Retype the data below verbatim; pictures do not belong in the copy.

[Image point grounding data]
###
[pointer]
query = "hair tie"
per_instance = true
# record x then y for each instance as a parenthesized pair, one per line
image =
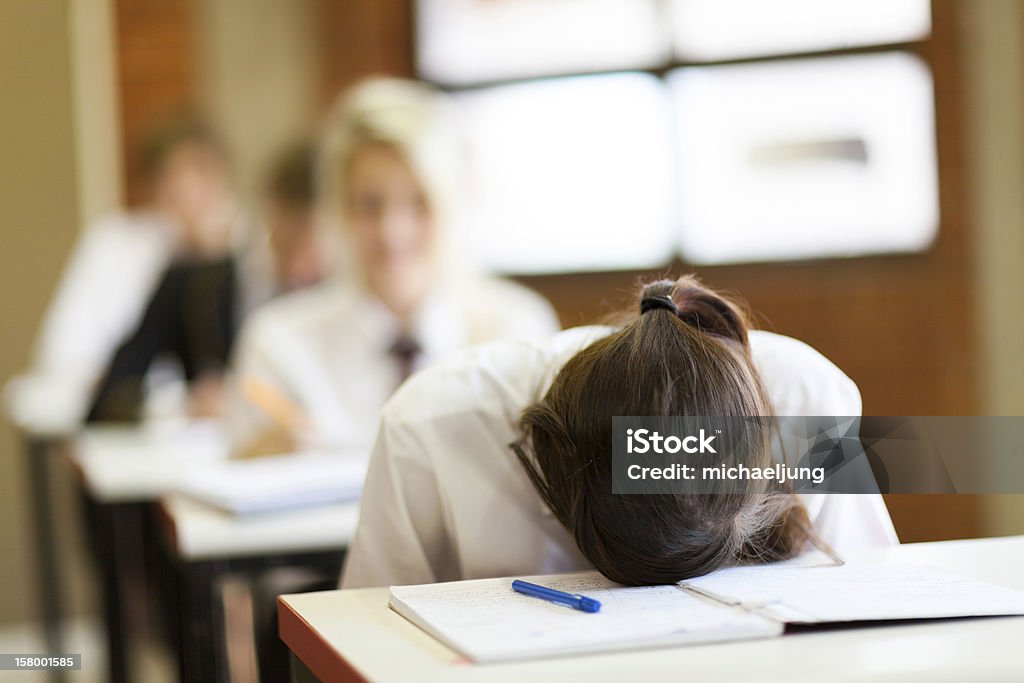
(651, 303)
###
• _Result of this exercise_
[pointer]
query = "hair tie"
per_instance = true
# record x then y for each instance as a parenthesized pair, one per line
image =
(651, 303)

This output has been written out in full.